### Exercise brief
In the gem5 tutorial notes, where do debug flags go on the command line?

### Source text
Part II: Modifying and extending gem5

Setting up development environment

  • Use the style guide
  • Install the style guide
  • Use mercurial queues (or git or whatever)

Simple SimObject

  • Slide on outline of making a SimObject
../_images/switch.png

Switch!

  • Create new folder src/hpca_tutorial

Step 1: Create a Python class

  • Every SimOjbect needs a SimObject declaration file
  • Create a file src/hpca_tutorial/HelloObject.py
from m5.params import *
from m5.SimObject import SimObject

class HelloObject(SimObject):
    type = 'HelloObject'
    cxx_header = "hpca_tutorial/hello_object.hh"
  • Talk about what these things mean

Step 2: Implement your SimObject

  • Declare C++ file. Edit src/hpca_tutorial/hello_object.hh
#ifndef __HPCA_TUTORIAL_HELLO_OBJECT_HH__
#define __HPCA_TUTORIAL_HELLO_OBJECT_HH__

#include "params/HelloObject.hh"
#include "sim/sim_object.hh"

class HelloObject : public SimObject
{
  public:
    HelloObject(HelloObjectParams *p);
};

#endif // __HPCA_TUTORIAL_HELLO_OBJECT_HH__
  • Explain the header file.
  • Define the SimObject functions
#include "learning_gem5/hello_object.hh"

#include <iostream>

HelloObject::HelloObject(HelloObjectParams *params) : SimObject(params)
{
    std::cout << "Hello World! From a SimObject!" << std::endl;
}
  • Every SimObject constructor takes a single parameter, the parameters.
  • Define the Params create function
HelloObject*
HelloObjectParams::create()
{
    return new HelloObject(this);
}
  • This is what calls the constructor. This is called when m5.instantiate() happens in the run script.

Step 3: Register the SimObject and C++ files

  • Edit src/hpca_tutorial/SConscript
Import('*')

SimObject('HelloObject.py')
Source('hello_object.cc')
  • Explain the SConscript file

Step 4: Recompile

  • Recompile gem5
scons -j5 build/X86/gem5.opt

Step 5: Write a run/config script

  • Edit configs/hpca_tutorial/hello_run.py
  • Again, import all gem5 objects
import m5
from m5.objects import *
  • Create the root object
root = Root(full_system = False)
  • instantiate the hello object
root.hello = HelloObject()
  • instantiate gem5 objects in C++ and run the simulation
m5.instantiate()

print "Beginning simulation!"
exit_event = m5.simulate()
print 'Exiting @ tick %i because %s' % (m5.curTick(), exit_event.getCause())
  • Run gem5!
build/X86/gem5.opt configs/hpca_tutorial/hello_run.py
../_images/switch.png

Switch!

  • Go through the slides explaining these steps again.

Debugging gem5

../_images/switch.png

Switch!

  • Using iostream is bad! Think of what would happen if every single object had lots of print statments? How about when you need to debug something and you have to add a million print statements?
  • Solution: Debug flags!
  • Let’s look at a couple of examples:
  • Debug flags go between the gem5 binary and the config script.

### Data
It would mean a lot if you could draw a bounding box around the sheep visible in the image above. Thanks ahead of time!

### Complete output
Between the gem5 binary and the config script.